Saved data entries
· · · · ·

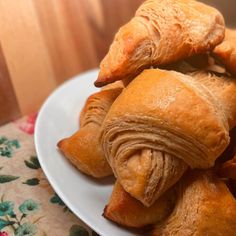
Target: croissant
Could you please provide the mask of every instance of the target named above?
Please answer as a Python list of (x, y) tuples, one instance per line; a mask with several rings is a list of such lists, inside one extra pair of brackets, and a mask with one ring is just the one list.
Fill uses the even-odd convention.
[(126, 83), (123, 80), (115, 81), (114, 83), (107, 84), (106, 86), (103, 86), (101, 88), (101, 91), (103, 91), (103, 90), (110, 90), (110, 89), (116, 89), (116, 88), (123, 89), (125, 87), (125, 84)]
[(230, 73), (236, 75), (236, 30), (226, 29), (224, 41), (214, 49), (213, 54)]
[(175, 197), (174, 189), (170, 189), (151, 207), (145, 207), (116, 181), (103, 216), (126, 227), (142, 228), (165, 219), (174, 208)]
[(95, 85), (205, 53), (223, 38), (224, 19), (216, 9), (195, 0), (147, 0), (116, 34)]
[(214, 57), (209, 54), (199, 54), (185, 60), (163, 66), (162, 69), (174, 70), (183, 74), (190, 72), (208, 71), (217, 74), (227, 74), (225, 66), (219, 64)]
[(100, 142), (125, 191), (150, 206), (188, 167), (212, 167), (235, 125), (235, 79), (150, 69), (113, 103)]
[[(81, 129), (58, 143), (62, 153), (85, 174), (101, 178), (112, 170), (98, 142), (101, 124), (122, 88), (104, 90), (91, 95), (80, 114)], [(88, 148), (89, 147), (89, 148)]]
[(191, 171), (178, 183), (174, 211), (152, 236), (235, 236), (236, 200), (212, 171)]

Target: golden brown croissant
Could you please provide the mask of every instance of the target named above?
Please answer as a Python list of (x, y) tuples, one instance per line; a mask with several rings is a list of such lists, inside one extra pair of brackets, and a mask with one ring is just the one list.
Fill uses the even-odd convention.
[(212, 171), (190, 171), (177, 185), (175, 209), (152, 236), (235, 236), (236, 200)]
[(116, 34), (95, 85), (205, 53), (223, 38), (224, 19), (216, 9), (195, 0), (147, 0)]
[(123, 80), (115, 81), (114, 83), (107, 84), (106, 86), (103, 86), (101, 90), (110, 90), (110, 89), (116, 89), (121, 88), (123, 89), (125, 87), (125, 82)]
[(236, 30), (226, 29), (224, 41), (214, 49), (213, 54), (230, 73), (236, 75)]
[(80, 114), (81, 129), (58, 143), (63, 154), (82, 172), (100, 178), (112, 174), (98, 142), (101, 124), (122, 88), (91, 95)]
[(174, 70), (183, 74), (198, 71), (209, 71), (212, 73), (227, 75), (225, 67), (216, 62), (209, 54), (199, 54), (188, 59), (164, 66), (162, 69)]
[(150, 206), (188, 166), (212, 167), (235, 125), (235, 79), (150, 69), (113, 103), (101, 144), (125, 191)]
[(141, 228), (165, 219), (173, 210), (176, 194), (170, 189), (151, 207), (131, 197), (117, 181), (103, 216), (120, 225)]

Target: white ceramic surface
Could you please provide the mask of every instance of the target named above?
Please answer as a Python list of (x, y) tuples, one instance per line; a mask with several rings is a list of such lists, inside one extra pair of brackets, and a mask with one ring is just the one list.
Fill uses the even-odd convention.
[(65, 204), (103, 236), (134, 235), (102, 217), (114, 183), (96, 181), (81, 174), (57, 150), (57, 142), (78, 130), (78, 117), (86, 98), (98, 91), (93, 86), (97, 70), (81, 74), (60, 86), (42, 106), (35, 127), (35, 146), (40, 164)]

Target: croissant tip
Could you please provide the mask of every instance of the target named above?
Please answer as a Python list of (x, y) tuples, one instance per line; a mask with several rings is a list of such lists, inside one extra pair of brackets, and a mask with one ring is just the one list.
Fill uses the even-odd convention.
[(97, 80), (94, 82), (94, 85), (95, 85), (95, 87), (97, 87), (97, 88), (101, 88), (101, 87), (103, 87), (104, 85), (106, 85), (106, 83), (100, 81), (99, 79), (97, 79)]
[(107, 84), (114, 83), (118, 80), (121, 80), (120, 76), (117, 76), (115, 74), (101, 74), (101, 72), (98, 75), (97, 80), (94, 82), (94, 85), (98, 88), (103, 87)]
[(64, 142), (64, 139), (60, 140), (60, 141), (57, 143), (57, 147), (58, 147), (59, 149), (62, 148), (63, 142)]
[(106, 206), (104, 207), (103, 213), (102, 213), (102, 216), (103, 216), (104, 218), (106, 218), (106, 219), (108, 219), (108, 217), (107, 217), (107, 208), (108, 208), (108, 205), (106, 205)]
[(97, 87), (97, 88), (101, 88), (101, 87), (103, 87), (103, 86), (105, 86), (105, 85), (108, 85), (108, 84), (111, 84), (111, 83), (114, 83), (114, 82), (116, 82), (116, 81), (120, 81), (121, 79), (120, 78), (104, 78), (104, 79), (100, 79), (100, 78), (98, 78), (95, 82), (94, 82), (94, 85), (95, 85), (95, 87)]

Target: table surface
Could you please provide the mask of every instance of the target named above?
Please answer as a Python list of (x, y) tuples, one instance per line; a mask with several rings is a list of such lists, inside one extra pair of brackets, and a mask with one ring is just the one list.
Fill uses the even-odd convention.
[(34, 147), (36, 114), (0, 128), (0, 236), (97, 235), (48, 183)]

· · · · ·

**What is required:** Once the pictures are removed, write out all of the entries above exactly.

**Reply:**
Target: croissant
Could you please provide the mask of every instance of the target named above?
Please answer as a Python list of (x, y) tuples, one instance per line; a mask with several rings is a list of such lists, inside one extra pair of brackets, and a mask with one ring is just the one list.
Fill uses the even-odd convention.
[(126, 83), (123, 80), (115, 81), (114, 83), (107, 84), (106, 86), (103, 86), (101, 88), (101, 91), (103, 91), (103, 90), (110, 90), (110, 89), (116, 89), (116, 88), (123, 89), (125, 87), (125, 84)]
[(230, 73), (236, 75), (236, 30), (226, 29), (224, 41), (214, 49), (213, 54)]
[(175, 197), (174, 189), (170, 189), (151, 207), (145, 207), (116, 181), (103, 216), (126, 227), (142, 228), (165, 219), (174, 208)]
[(95, 85), (205, 53), (223, 38), (224, 19), (216, 9), (195, 0), (147, 0), (116, 34)]
[(214, 57), (209, 54), (199, 54), (185, 60), (163, 66), (162, 69), (174, 70), (183, 74), (190, 72), (208, 71), (217, 74), (227, 74), (225, 66), (219, 64)]
[(100, 142), (125, 191), (150, 206), (188, 167), (212, 167), (235, 125), (235, 79), (150, 69), (113, 103)]
[[(81, 129), (58, 143), (62, 153), (85, 174), (101, 178), (112, 170), (98, 142), (101, 124), (122, 88), (104, 90), (91, 95), (80, 114)], [(88, 148), (89, 147), (89, 148)]]
[(191, 171), (178, 183), (174, 211), (152, 236), (235, 236), (236, 200), (212, 171)]

Target: golden brown croissant
Could you please provide the mask of every instance of the target named above?
Please answer as a Python list of (x, y) tuples, one instance per line; a mask with several rings is a list of such lists, inside one extra pair of brackets, and a mask with one ring is just the one list.
Fill uses the even-odd convention.
[(212, 171), (190, 171), (177, 185), (175, 209), (152, 236), (235, 236), (236, 200)]
[(116, 34), (95, 85), (205, 53), (223, 38), (224, 19), (216, 9), (195, 0), (147, 0)]
[(123, 80), (115, 81), (114, 83), (107, 84), (106, 86), (103, 86), (101, 90), (110, 90), (110, 89), (116, 89), (121, 88), (123, 89), (125, 87), (125, 82)]
[(236, 30), (226, 29), (224, 41), (214, 49), (213, 54), (230, 73), (236, 75)]
[(80, 114), (81, 129), (58, 143), (63, 154), (82, 172), (100, 178), (112, 174), (98, 142), (101, 124), (122, 88), (91, 95)]
[(174, 70), (183, 74), (198, 71), (209, 71), (212, 73), (227, 75), (225, 67), (216, 62), (209, 54), (199, 54), (188, 59), (164, 66), (162, 69)]
[(150, 206), (188, 166), (212, 167), (235, 125), (235, 79), (150, 69), (113, 103), (101, 144), (125, 191)]
[(141, 228), (165, 219), (173, 210), (176, 194), (170, 189), (151, 207), (131, 197), (117, 181), (103, 216), (120, 225)]

Target: white ceramic surface
Could you please provide the mask of every instance of the target named above?
Please answer as a Python list of (x, y) tuples, one instance per line; a mask with several rings is a list of such lists, inside one extra pair of brackets, and a mask with one ring is just the one list.
Fill uses the even-odd convention.
[(65, 204), (103, 236), (134, 235), (102, 217), (114, 183), (96, 181), (81, 174), (57, 150), (57, 142), (78, 130), (78, 117), (86, 98), (98, 91), (93, 86), (97, 70), (81, 74), (60, 86), (42, 106), (35, 127), (35, 146), (40, 164)]

Target: croissant tip
Could you please provide the mask of every instance of the target named above?
Please answer as a Python list of (x, y) tuples, one instance per line; a mask with several rings is a list of such lists, inside one extra pair of brackets, and a mask with one ring is just the one list.
Fill uses the even-odd convention.
[(97, 80), (94, 82), (94, 85), (95, 85), (95, 87), (97, 87), (97, 88), (101, 88), (101, 87), (103, 87), (104, 85), (106, 85), (106, 83), (100, 81), (99, 79), (97, 79)]
[(107, 84), (114, 83), (118, 80), (121, 80), (120, 76), (117, 76), (115, 74), (101, 74), (101, 72), (98, 75), (97, 80), (94, 82), (94, 85), (98, 88), (103, 87)]
[(64, 142), (64, 139), (60, 140), (60, 141), (57, 143), (57, 147), (58, 147), (59, 149), (62, 148), (63, 142)]
[(106, 206), (104, 207), (103, 213), (102, 213), (102, 216), (103, 216), (104, 218), (106, 218), (106, 219), (108, 219), (108, 217), (107, 217), (107, 208), (108, 208), (108, 205), (106, 205)]
[(97, 87), (97, 88), (101, 88), (101, 87), (103, 87), (103, 86), (105, 86), (105, 85), (108, 85), (108, 84), (111, 84), (111, 83), (114, 83), (114, 82), (116, 82), (116, 81), (120, 81), (121, 79), (120, 78), (104, 78), (104, 79), (100, 79), (100, 78), (98, 78), (95, 82), (94, 82), (94, 85), (95, 85), (95, 87)]

Target: table surface
Could you please provide the mask of every instance of the target named above?
Please answer as a Python list of (x, y) tuples, one instance per line; a mask with several rings is a list of such lists, inside one extra pair of brackets, and a mask with one ring is just the one list.
Fill uses the even-odd convention.
[(34, 147), (36, 114), (0, 128), (0, 236), (97, 235), (48, 183)]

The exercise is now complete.